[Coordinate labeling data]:
--
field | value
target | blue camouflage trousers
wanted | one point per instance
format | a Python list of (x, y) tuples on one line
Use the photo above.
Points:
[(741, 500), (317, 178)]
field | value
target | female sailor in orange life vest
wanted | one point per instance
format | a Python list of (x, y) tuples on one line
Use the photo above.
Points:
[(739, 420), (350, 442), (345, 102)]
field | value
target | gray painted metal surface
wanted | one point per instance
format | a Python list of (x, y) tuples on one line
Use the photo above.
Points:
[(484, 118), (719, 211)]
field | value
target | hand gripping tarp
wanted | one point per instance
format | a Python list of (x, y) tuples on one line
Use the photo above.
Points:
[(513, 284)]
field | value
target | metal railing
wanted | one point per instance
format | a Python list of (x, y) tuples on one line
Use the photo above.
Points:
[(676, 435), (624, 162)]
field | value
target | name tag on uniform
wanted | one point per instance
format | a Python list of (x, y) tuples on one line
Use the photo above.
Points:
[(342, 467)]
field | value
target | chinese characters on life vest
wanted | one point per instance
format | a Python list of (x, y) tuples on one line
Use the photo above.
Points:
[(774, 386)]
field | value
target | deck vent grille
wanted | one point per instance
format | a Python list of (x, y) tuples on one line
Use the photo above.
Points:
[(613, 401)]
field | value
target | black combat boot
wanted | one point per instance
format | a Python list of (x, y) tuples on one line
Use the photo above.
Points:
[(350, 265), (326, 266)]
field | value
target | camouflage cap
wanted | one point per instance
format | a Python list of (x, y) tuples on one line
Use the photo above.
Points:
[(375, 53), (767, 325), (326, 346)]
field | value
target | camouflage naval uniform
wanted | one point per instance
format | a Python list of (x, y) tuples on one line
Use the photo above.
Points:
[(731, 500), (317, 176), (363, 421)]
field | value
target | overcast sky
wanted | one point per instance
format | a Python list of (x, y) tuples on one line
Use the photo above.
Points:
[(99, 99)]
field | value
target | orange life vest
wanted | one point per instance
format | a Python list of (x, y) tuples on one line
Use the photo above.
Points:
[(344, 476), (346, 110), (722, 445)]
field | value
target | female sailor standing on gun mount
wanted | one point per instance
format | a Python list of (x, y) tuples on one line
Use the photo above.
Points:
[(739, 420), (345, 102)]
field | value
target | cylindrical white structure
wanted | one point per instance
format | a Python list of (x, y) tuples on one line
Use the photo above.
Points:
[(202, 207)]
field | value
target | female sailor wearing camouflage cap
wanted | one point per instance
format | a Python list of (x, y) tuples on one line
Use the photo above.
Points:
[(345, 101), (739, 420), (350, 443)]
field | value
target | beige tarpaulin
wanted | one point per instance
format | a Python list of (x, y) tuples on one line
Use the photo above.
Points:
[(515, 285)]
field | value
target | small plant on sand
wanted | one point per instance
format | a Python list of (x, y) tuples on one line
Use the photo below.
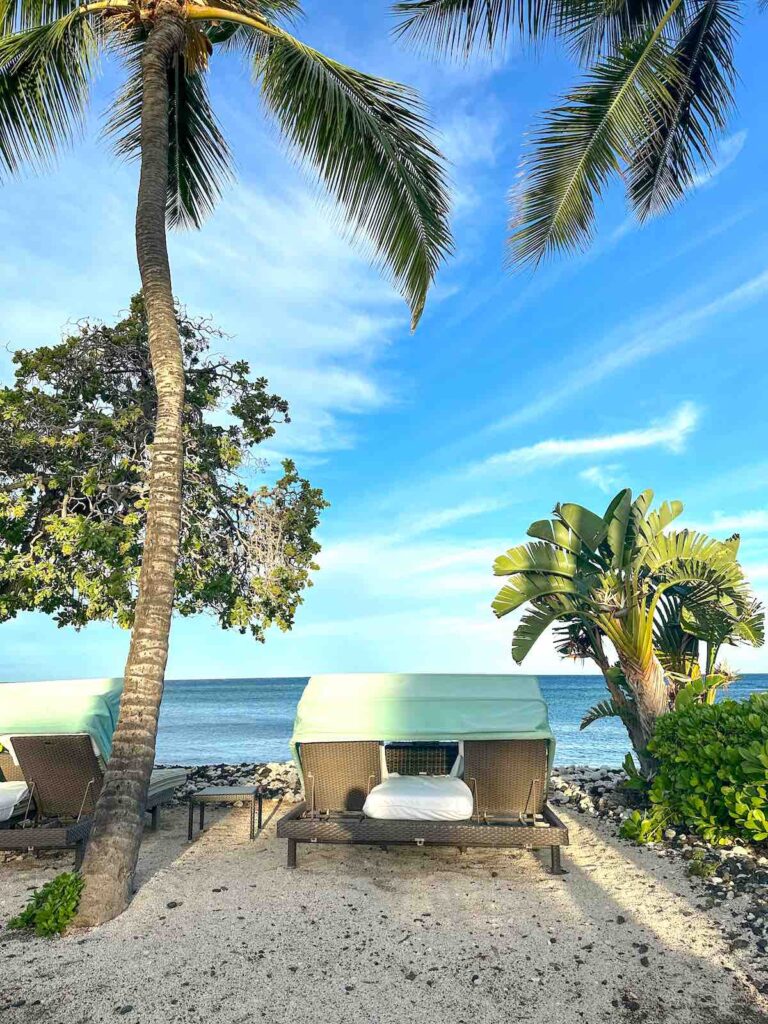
--
[INSTRUCTION]: Rewrite the stretch from the start of the items through the line containing "[(774, 386)]", updating every "life vest" to "life jacket" and keeping all else unchanged.

[RESPONSE TO THIS EXERCISE]:
field | value
target | blue camouflage trousers
wanted | one point per instance
format | a Python list of (x, y) tuples on one line
Use the photo above.
Points:
[(741, 500), (317, 178)]
field | value
target | female sailor in orange life jacket
wanted | one point per instance
format | a Python list of (x, y) tuples on one line
Use the photo above.
Points:
[(739, 420), (350, 442), (345, 102)]
field | value
target | gray painted metal surface
wanted | one point per instance
format | a Python list of (x, y) tuples on one line
Use the photo above.
Points:
[(484, 118), (719, 211)]
field | value
target | hand gripping tarp
wanted | one point per instance
format | a Python list of (x, y) tuples on one line
Use the photo above.
Points:
[(513, 284)]
field | value
target | metal railing
wanted | one point per instance
format | a Python list of (x, y) tuples on one line
Use the photo above.
Points:
[(676, 435), (624, 162)]
field | value
target | name tag on uniform
wanted | one point per instance
format | a Python list of (x, y) tuples on one line
Use the photo above.
Points:
[(342, 467)]
field | value
target | chinese characters on life jacket
wanted | one point per instance
format | a Python list of (x, y) tuples on one line
Use the photo above.
Points:
[(774, 386)]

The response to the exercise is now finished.